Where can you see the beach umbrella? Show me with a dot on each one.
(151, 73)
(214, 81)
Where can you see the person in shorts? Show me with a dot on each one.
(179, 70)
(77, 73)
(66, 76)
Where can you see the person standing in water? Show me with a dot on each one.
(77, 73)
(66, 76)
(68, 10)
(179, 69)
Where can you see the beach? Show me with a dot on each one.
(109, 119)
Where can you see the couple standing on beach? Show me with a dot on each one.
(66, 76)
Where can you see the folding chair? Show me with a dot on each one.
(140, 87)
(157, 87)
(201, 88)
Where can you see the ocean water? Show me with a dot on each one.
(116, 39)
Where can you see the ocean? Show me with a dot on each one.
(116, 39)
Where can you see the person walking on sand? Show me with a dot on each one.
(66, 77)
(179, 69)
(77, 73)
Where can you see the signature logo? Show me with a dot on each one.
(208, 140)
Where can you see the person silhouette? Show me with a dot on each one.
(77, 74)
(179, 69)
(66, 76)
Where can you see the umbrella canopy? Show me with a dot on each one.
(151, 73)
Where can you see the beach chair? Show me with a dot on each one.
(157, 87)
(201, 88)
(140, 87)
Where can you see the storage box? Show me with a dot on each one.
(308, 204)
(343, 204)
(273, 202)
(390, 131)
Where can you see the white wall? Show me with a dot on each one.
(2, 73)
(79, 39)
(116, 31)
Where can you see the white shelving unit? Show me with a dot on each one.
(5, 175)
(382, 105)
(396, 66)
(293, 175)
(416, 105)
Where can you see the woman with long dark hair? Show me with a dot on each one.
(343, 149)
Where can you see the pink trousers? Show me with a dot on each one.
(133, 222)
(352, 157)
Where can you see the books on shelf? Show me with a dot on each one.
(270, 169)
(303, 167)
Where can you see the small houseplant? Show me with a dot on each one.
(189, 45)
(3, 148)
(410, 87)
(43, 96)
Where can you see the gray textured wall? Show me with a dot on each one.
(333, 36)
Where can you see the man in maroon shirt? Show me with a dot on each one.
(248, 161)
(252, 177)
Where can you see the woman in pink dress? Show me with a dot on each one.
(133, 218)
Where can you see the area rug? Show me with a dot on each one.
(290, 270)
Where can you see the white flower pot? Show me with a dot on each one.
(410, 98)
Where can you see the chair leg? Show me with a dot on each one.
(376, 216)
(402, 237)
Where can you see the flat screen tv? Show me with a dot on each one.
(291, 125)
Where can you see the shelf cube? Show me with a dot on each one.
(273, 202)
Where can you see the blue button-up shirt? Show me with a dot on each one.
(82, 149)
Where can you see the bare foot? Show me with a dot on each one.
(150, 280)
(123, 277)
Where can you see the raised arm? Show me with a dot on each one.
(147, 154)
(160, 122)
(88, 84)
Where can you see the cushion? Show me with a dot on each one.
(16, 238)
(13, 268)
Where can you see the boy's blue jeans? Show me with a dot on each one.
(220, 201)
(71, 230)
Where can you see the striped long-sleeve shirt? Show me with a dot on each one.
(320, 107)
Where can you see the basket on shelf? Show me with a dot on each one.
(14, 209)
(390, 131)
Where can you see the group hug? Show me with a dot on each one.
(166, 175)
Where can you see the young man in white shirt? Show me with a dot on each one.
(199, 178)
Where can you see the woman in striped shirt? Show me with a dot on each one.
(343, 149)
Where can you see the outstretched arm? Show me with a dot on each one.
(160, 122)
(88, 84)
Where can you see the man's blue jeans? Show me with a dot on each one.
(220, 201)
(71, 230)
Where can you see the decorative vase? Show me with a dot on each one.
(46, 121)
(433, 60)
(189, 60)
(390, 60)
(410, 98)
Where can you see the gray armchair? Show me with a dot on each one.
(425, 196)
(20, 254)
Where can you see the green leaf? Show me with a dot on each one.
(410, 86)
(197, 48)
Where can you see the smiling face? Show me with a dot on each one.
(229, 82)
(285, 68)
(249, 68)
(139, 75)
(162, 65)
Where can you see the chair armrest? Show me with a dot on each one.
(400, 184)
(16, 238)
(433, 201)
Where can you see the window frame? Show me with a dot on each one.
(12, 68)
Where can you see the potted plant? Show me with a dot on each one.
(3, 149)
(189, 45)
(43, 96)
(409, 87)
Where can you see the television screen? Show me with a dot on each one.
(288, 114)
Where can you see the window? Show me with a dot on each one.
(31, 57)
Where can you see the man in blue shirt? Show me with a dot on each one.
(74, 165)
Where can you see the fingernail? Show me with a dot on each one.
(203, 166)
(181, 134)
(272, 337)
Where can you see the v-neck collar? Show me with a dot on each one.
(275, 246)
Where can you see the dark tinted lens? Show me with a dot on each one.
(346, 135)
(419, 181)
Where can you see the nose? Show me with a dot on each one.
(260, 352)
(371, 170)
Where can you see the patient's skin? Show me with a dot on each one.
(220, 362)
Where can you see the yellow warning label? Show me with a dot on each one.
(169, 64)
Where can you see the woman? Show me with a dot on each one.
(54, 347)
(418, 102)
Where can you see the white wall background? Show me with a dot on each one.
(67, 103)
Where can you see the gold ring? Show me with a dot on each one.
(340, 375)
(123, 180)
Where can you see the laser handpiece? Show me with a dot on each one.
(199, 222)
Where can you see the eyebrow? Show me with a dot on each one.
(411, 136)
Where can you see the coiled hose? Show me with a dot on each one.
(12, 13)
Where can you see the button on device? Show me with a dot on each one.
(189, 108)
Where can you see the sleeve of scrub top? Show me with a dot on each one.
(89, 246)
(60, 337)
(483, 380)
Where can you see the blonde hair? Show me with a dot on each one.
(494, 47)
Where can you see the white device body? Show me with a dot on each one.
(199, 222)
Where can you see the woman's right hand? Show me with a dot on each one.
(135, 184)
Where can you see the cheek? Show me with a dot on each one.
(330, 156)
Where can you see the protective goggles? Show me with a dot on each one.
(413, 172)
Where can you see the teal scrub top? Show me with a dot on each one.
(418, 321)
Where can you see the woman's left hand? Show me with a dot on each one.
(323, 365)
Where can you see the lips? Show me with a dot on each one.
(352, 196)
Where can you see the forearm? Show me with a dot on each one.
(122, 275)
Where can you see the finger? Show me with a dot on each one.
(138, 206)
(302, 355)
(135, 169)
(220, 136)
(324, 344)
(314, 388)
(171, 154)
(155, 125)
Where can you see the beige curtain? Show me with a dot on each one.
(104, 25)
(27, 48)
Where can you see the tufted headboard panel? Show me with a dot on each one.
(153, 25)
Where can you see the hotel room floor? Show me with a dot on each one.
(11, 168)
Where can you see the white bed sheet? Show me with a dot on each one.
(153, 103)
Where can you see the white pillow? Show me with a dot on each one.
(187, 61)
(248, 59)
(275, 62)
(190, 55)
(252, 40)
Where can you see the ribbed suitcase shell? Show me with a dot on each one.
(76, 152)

• • •

Retype all the records, matching them exactly.

Written solution:
Where can you see the beach umbrella? Show me with a dot on each one.
(151, 73)
(214, 81)
Where can you see the person in shorts? Show me with a dot on each one.
(179, 70)
(77, 73)
(66, 76)
Where can you see the person standing in water? Show me with a dot on each one.
(77, 73)
(66, 76)
(68, 10)
(179, 69)
Where can you see the beach? Show me with a dot on each one.
(109, 119)
Where can you see the couple standing on beach? Show me with a dot on each one.
(66, 76)
Where can you see the folding chair? Show me with a dot on each one.
(140, 87)
(157, 87)
(201, 88)
Where can you see the ocean water? Show me with a dot on each one.
(116, 39)
Where can you see the ocean? Show me with a dot on each one.
(116, 39)
Where can you see the person walking on sand? Show me with a dot on each one.
(66, 77)
(179, 69)
(77, 73)
Where can you see the signature logo? Show me with a dot on each one.
(208, 140)
Where can you see the person silhouette? Show me with a dot on each one.
(77, 74)
(179, 69)
(66, 76)
Where can you see the umbrella canopy? Show me with a dot on each one.
(151, 73)
Where can you see the beach chair? Show me with a dot on each one.
(157, 87)
(201, 88)
(140, 87)
Where can you see the storage box? Show me with a dot on each one.
(308, 204)
(343, 204)
(273, 202)
(390, 131)
Where can you see the white wall? Show me with a dot on each one.
(2, 73)
(79, 39)
(116, 31)
Where can you see the white shelving unit? Show me with a dot on each one.
(5, 175)
(382, 105)
(396, 66)
(293, 175)
(416, 105)
Where can you see the woman with long dark hair? Show me with a dot on each one.
(343, 149)
Where can you see the pink trousers? Show me with a dot on each one.
(133, 222)
(352, 157)
Where can you see the books on shelf? Show me with a dot on each one.
(270, 169)
(303, 167)
Where can you see the small houseplant? Show me with a dot on each one.
(189, 45)
(3, 148)
(410, 87)
(43, 96)
Where can you see the gray textured wall? Show me with a dot on each one.
(333, 36)
Where can you see the man in maroon shirt? Show me with a dot on each one.
(248, 161)
(252, 177)
Where can you see the woman in pink dress? Show me with a dot on each one.
(133, 218)
Where can you see the area rug? Show me with a dot on each one.
(290, 270)
Where can you see the white flower pot? Show me with a dot on each one.
(410, 98)
Where can you see the chair leg? Show me with a dot on each one.
(376, 216)
(402, 237)
Where can you see the flat screen tv? Show me with a dot on each one.
(291, 125)
Where can you see the shelf cube? Show me with a dot on each one.
(273, 202)
Where can you see the blue button-up shirt? Show me with a dot on each one.
(82, 149)
Where can you see the bare foot? Show me with a dot on each one.
(150, 280)
(123, 277)
Where can you see the raised arm? Show me with a dot on each one.
(147, 154)
(160, 122)
(88, 84)
Where can you see the cushion? Show me with a dot on each one.
(16, 238)
(13, 268)
Where can you see the boy's blue jeans? Show me with a dot on each one.
(220, 201)
(71, 230)
Where can you see the striped long-sleeve shirt? Show me with a dot on each one.
(320, 107)
Where can you see the basket on shelf? Show me with a dot on each one.
(14, 209)
(390, 131)
Where can you see the group hug? Show me with a dot on each one.
(166, 175)
Where can you see the young man in white shirt? Show me with a dot on each one.
(199, 178)
Where can you see the woman in striped shirt? Show me with a dot on each one.
(343, 149)
Where can you see the outstretched arm? Show me with a dot on each one.
(160, 122)
(88, 84)
Where can you see the man's blue jeans? Show me with a dot on each one.
(220, 201)
(71, 230)
Where can you see the decorative vase? Show me with a dot on each one.
(46, 121)
(433, 60)
(189, 60)
(390, 60)
(410, 98)
Where can you see the gray armchair? Show me with a dot on each one.
(425, 196)
(20, 254)
Where can you see the green leaf? Show me with a dot on each one.
(410, 86)
(197, 48)
Where can you see the smiling face? Show me with a dot on each one.
(229, 82)
(285, 68)
(249, 68)
(139, 75)
(162, 65)
Where can you see the chair armrest? Show me with a dot on each one.
(400, 184)
(16, 238)
(433, 201)
Where can you see the window frame? Show me with a dot on each one.
(12, 68)
Where can you see the potted plant? Show me with a dot on each one.
(3, 149)
(189, 45)
(43, 96)
(409, 87)
Where can you see the television screen? Show me with a dot on each one.
(288, 114)
Where can you see the window? Show me with a dot on each one.
(31, 57)
Where can you see the man in blue shirt? Show me with a dot on each one.
(74, 165)
Where can you see the fingernail? Show me with a dot on each one.
(203, 166)
(181, 134)
(272, 337)
Where can you see the v-neck collar? Show me with a dot on each one.
(275, 246)
Where can you see the dark tinted lens? Show me with a dot on each one.
(346, 135)
(419, 181)
Where can you see the nose? Show me with a dot on each one.
(260, 352)
(371, 170)
Where can you see the patient's skin? Show me with a dot on each one.
(220, 362)
Where can you see the yellow warning label? Show me with a dot on each one.
(169, 64)
Where can you see the woman? Show me with a dot on each one.
(54, 347)
(418, 102)
Where can you see the white wall background? Show me with a dot on each one.
(67, 103)
Where can you see the gold ring? Show me with a dot on each one.
(340, 375)
(123, 180)
Where can you see the laser handpiece? Show me with a dot on each one.
(199, 222)
Where can you see the eyebrow? Show me with a dot on each one.
(411, 136)
Where can you see the coiled hose? Show me with a dot on each one.
(12, 13)
Where can you see the button on device? Show me with a dot on each one.
(189, 108)
Where can you see the sleeve of scrub top? Show me with a dot on each one.
(89, 246)
(60, 337)
(483, 380)
Where can you see the blonde hair? Show me with a dot on each one.
(494, 47)
Where can you see the white device body? Show me with a dot on each one.
(199, 222)
Where can you see the woman's right hand? Show me with a dot on each one.
(135, 184)
Where can you see the cheek? Show me with a dot on each one.
(330, 156)
Where can you see the protective goggles? Show me with a dot on each one.
(413, 172)
Where can you see the teal scrub top? Show me with a dot on each one.
(418, 321)
Where can you see the woman's left hand? Show me with a dot on each one.
(323, 365)
Where can you see the lips? Show me with a dot on each one.
(352, 196)
Where can you see the forearm? Show me with a dot on each one.
(122, 275)
Where can you see the finger? Show me with a dot on each one.
(138, 206)
(302, 355)
(135, 169)
(220, 136)
(324, 344)
(314, 388)
(171, 154)
(155, 125)
Where can you see the beige curtain? Show me with a dot on each one.
(104, 25)
(27, 48)
Where can you see the tufted headboard panel? Show me with a dot on each one.
(153, 25)
Where can you see the hotel room floor? Show me with a dot on each one.
(11, 168)
Where can you see the white bed sheet? Show me with a dot on each one.
(153, 103)
Where can you see the white pillow? Show me with a dot on each one.
(187, 61)
(248, 59)
(275, 62)
(190, 55)
(252, 40)
Where can you see the ribbed suitcase shell? Show me with a dot on each one.
(76, 152)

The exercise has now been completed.